+++ PROVIDED RECORDS

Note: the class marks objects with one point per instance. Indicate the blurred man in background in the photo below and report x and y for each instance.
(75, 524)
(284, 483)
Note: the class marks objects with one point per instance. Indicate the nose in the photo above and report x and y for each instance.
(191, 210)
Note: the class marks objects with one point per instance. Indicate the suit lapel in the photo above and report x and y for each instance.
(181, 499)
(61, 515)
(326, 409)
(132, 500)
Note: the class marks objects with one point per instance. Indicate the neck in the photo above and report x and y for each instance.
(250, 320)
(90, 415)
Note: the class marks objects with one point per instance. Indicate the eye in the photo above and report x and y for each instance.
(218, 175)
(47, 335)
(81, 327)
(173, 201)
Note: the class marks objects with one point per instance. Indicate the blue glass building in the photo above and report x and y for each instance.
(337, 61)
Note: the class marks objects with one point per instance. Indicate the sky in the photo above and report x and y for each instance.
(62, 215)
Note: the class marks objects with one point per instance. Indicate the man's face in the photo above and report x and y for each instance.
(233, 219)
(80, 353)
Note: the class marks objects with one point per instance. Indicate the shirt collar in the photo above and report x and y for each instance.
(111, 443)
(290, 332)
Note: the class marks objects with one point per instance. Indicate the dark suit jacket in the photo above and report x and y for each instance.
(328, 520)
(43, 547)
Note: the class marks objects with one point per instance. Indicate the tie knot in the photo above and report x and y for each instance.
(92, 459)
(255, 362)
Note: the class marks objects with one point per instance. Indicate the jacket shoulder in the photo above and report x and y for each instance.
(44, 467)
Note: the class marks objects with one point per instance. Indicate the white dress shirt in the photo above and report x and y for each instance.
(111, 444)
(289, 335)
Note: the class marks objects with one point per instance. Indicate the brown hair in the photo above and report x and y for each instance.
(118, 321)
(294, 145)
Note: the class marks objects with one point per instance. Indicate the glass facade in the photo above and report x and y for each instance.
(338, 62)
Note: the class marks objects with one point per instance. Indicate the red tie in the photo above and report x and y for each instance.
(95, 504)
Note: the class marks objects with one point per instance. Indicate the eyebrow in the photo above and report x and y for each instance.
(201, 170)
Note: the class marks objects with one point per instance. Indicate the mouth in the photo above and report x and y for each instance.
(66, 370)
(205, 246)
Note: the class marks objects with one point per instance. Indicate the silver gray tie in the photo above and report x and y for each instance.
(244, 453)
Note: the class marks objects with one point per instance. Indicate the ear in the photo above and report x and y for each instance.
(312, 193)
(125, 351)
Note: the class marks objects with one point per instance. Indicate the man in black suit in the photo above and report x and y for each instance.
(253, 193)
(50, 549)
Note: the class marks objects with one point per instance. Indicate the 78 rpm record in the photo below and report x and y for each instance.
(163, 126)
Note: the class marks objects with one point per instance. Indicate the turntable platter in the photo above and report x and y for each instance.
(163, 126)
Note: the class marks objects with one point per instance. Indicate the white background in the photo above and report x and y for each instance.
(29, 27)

++++++

» YOUR ASSIGNMENT: Please give a word-for-word repetition of the lines from the one containing "man in black" through the last line of the data above, including both, and nothing besides.

» OUTPUT FOR THIS TASK:
Note: the class marks objects with one point per instance. Indicate the man in black suit in the photo above and report x and y for each instance.
(253, 193)
(50, 549)
Note: the class marks objects with one point per instance. Indicate the 78 rpm record in the photo below and report x and y for each instance.
(163, 126)
Note: the class marks objects with one point per instance. Indicate the turntable platter in the photo above and report x and y for each instance.
(163, 126)
Note: the class marks objects with one point per instance. Indicate the white background in the photo above and report x and y for each instance.
(29, 27)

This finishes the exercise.